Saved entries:
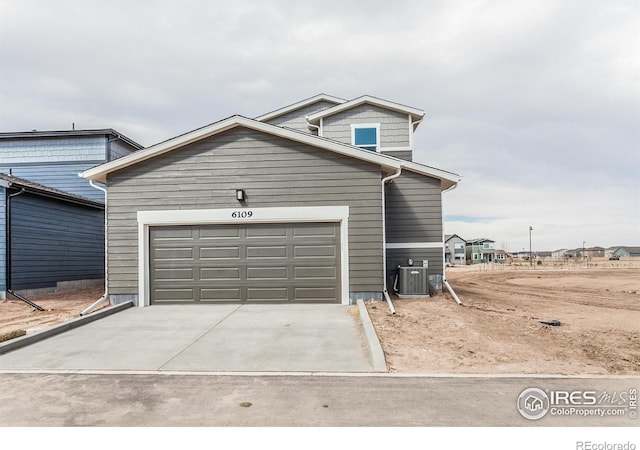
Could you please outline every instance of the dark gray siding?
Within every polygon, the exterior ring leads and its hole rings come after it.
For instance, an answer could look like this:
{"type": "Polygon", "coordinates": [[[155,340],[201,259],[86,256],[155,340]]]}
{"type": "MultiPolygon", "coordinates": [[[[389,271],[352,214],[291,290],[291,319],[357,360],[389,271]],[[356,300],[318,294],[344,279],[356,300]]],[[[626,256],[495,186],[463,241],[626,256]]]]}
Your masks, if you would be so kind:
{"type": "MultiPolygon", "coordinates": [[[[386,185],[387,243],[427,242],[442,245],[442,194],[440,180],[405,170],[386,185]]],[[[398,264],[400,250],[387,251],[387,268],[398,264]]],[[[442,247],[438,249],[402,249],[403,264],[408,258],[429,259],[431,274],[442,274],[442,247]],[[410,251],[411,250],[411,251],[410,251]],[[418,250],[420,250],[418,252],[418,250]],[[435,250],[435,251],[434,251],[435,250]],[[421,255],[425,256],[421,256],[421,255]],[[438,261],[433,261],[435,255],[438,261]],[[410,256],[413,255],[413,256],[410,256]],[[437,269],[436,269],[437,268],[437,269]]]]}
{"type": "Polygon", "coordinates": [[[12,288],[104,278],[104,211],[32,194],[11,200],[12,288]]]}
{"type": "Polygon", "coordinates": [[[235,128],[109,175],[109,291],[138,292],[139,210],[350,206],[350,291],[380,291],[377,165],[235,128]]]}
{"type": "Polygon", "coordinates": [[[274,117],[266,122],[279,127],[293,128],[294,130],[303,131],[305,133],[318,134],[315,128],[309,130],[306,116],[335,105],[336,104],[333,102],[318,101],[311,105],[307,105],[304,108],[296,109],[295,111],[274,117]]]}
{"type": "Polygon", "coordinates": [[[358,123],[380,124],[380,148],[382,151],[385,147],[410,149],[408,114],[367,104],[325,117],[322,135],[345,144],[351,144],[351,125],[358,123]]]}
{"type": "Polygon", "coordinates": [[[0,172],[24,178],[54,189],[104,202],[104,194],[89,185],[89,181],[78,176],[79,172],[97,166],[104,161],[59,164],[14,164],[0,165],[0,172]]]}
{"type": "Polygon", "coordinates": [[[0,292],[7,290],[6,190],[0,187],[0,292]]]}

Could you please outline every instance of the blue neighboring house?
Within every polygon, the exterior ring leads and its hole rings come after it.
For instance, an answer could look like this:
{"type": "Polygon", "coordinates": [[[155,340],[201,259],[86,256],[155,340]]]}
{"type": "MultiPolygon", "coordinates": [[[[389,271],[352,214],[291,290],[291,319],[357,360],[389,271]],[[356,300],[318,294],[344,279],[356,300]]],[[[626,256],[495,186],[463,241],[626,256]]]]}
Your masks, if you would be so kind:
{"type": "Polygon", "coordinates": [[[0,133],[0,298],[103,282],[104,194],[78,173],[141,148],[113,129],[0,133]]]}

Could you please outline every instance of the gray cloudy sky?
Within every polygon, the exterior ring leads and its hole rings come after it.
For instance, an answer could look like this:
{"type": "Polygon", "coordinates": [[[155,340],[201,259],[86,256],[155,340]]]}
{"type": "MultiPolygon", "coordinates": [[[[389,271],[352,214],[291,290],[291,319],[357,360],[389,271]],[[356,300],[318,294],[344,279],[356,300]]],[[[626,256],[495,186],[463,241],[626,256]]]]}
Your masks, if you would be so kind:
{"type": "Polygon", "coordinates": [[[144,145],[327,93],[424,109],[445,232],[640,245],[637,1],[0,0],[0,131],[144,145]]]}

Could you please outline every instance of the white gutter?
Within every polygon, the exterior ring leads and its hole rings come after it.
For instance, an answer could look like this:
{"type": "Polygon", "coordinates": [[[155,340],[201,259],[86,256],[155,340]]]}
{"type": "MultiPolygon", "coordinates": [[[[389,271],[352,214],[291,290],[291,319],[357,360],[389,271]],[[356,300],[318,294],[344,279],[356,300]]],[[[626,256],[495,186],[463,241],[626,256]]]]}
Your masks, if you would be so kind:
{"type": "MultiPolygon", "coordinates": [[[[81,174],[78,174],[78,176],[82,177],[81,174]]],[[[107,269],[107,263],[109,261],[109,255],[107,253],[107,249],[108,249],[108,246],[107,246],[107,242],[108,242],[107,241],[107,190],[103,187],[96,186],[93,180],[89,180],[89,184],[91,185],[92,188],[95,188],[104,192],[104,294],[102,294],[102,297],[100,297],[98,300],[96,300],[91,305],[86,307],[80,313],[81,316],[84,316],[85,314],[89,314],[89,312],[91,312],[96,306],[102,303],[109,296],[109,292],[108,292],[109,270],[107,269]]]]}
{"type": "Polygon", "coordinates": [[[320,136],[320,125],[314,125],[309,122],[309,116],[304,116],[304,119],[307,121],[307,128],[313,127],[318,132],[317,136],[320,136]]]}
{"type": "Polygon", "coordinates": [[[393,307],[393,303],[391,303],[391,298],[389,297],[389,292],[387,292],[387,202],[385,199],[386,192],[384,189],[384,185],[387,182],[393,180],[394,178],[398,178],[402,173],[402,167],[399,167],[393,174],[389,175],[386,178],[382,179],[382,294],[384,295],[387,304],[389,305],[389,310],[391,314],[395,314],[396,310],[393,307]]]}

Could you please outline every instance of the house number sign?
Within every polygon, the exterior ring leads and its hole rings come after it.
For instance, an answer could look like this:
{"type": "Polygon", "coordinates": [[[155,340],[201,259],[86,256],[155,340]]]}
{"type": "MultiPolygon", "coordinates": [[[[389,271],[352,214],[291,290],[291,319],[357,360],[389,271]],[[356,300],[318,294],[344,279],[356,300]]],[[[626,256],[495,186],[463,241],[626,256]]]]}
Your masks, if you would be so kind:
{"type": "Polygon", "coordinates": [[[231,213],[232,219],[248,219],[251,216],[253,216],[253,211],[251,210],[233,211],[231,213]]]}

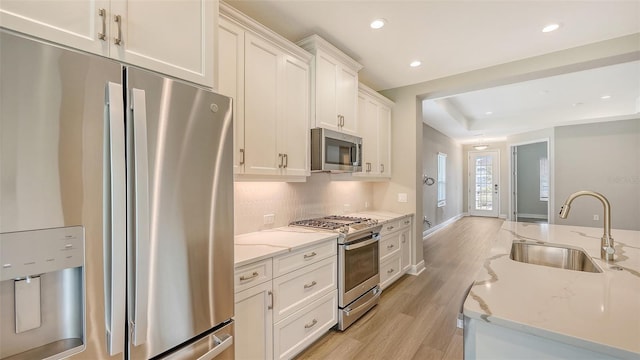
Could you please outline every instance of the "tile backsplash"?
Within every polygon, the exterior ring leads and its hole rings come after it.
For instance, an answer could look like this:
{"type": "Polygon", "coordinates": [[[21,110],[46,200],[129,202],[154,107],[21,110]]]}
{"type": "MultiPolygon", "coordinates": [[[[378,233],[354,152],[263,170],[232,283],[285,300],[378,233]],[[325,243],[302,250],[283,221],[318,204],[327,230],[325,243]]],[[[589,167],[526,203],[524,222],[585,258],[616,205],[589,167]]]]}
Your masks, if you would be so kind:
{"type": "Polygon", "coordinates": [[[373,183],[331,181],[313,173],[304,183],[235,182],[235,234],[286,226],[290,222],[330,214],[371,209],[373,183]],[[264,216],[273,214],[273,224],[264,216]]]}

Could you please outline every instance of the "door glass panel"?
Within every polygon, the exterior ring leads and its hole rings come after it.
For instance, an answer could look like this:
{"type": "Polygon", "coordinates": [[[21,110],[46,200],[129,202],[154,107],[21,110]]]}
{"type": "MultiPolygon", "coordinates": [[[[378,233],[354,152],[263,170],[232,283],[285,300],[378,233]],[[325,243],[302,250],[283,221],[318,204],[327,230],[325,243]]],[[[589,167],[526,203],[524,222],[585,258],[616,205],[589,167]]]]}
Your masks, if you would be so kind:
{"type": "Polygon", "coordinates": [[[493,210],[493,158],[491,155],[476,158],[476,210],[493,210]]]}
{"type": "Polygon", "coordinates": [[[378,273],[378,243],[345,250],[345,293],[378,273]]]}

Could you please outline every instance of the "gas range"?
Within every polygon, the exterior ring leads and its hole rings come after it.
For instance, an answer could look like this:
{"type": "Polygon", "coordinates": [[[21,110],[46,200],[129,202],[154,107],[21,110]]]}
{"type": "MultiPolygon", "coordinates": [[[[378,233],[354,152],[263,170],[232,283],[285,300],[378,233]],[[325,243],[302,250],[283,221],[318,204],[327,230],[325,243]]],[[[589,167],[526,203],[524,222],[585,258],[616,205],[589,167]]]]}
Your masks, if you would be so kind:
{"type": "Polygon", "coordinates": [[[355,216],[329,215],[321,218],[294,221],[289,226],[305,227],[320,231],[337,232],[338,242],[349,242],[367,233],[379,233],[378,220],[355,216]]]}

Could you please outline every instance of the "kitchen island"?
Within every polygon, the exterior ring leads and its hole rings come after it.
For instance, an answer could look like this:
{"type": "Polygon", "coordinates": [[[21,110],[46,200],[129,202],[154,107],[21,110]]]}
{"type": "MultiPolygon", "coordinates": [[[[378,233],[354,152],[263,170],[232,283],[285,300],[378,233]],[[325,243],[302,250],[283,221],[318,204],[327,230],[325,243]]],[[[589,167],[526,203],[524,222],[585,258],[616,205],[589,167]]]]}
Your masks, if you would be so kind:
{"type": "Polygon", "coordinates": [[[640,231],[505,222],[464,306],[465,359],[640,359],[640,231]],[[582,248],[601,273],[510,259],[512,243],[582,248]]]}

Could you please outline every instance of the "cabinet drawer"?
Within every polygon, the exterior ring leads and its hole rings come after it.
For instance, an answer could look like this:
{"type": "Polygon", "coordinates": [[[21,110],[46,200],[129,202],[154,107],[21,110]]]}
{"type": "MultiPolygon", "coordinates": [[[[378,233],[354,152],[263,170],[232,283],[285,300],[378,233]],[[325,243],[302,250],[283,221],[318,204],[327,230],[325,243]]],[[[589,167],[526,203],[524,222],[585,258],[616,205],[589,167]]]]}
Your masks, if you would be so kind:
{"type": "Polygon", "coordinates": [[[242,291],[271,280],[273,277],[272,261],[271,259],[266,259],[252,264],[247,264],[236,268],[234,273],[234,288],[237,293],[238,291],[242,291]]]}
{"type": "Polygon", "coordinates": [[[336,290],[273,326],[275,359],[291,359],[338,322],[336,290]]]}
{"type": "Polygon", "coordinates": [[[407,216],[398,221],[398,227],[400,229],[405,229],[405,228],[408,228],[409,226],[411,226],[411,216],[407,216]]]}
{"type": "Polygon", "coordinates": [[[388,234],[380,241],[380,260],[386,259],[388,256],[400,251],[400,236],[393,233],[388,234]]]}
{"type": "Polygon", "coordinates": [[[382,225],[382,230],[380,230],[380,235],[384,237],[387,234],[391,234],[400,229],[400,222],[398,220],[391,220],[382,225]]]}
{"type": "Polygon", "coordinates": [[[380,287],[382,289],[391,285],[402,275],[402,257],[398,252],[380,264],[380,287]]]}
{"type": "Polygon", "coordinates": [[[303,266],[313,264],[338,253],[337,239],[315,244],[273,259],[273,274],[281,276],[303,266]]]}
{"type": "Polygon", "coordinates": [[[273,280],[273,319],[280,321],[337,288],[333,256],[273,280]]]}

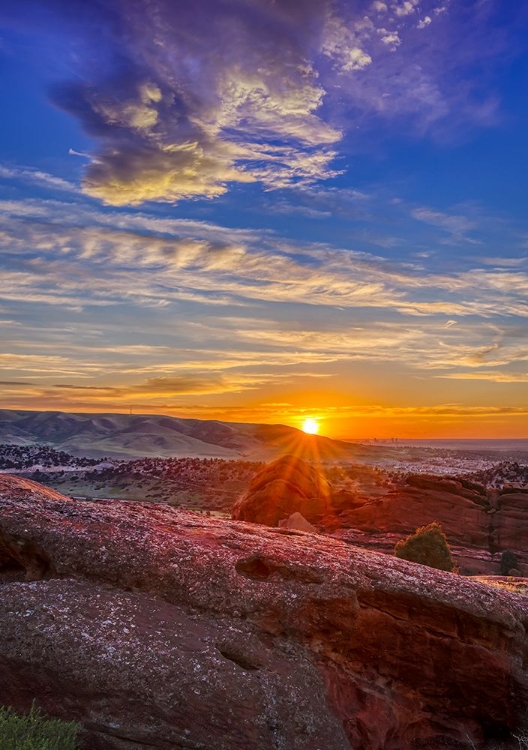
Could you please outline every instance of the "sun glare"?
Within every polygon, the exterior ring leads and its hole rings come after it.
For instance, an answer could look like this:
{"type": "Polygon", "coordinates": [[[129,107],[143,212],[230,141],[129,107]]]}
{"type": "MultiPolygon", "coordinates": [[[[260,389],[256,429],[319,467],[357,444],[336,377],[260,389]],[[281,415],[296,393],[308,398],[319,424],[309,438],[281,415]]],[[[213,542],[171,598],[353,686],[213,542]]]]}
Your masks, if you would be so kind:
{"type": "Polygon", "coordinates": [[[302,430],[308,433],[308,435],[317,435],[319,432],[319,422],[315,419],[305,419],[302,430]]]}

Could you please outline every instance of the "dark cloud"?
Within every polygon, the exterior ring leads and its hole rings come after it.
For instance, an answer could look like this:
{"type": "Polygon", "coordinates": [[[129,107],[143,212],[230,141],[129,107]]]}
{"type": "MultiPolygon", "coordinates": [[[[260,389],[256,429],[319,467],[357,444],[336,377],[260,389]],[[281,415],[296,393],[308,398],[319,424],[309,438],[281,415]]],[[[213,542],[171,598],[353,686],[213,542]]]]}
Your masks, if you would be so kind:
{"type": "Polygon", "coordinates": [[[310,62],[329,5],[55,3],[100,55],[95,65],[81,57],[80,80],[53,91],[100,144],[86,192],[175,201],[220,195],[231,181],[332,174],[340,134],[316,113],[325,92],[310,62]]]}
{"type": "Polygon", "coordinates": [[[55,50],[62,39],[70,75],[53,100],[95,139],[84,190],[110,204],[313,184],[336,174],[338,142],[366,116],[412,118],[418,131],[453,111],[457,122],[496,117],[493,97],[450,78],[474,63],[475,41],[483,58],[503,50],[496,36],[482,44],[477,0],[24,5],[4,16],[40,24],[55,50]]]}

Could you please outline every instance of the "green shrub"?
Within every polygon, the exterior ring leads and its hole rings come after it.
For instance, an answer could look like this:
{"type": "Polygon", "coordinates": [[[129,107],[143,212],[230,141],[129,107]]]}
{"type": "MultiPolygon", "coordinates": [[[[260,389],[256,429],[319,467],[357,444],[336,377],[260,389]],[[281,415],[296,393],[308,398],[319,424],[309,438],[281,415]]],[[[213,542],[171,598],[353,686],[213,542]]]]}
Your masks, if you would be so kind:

(Problem details) Go through the data above and find the lines with the word "dark". Copy each of those lines.

(Written solution)
Could you please outline every instance of the dark gray siding?
Could you please outline every instance of the "dark cloud"?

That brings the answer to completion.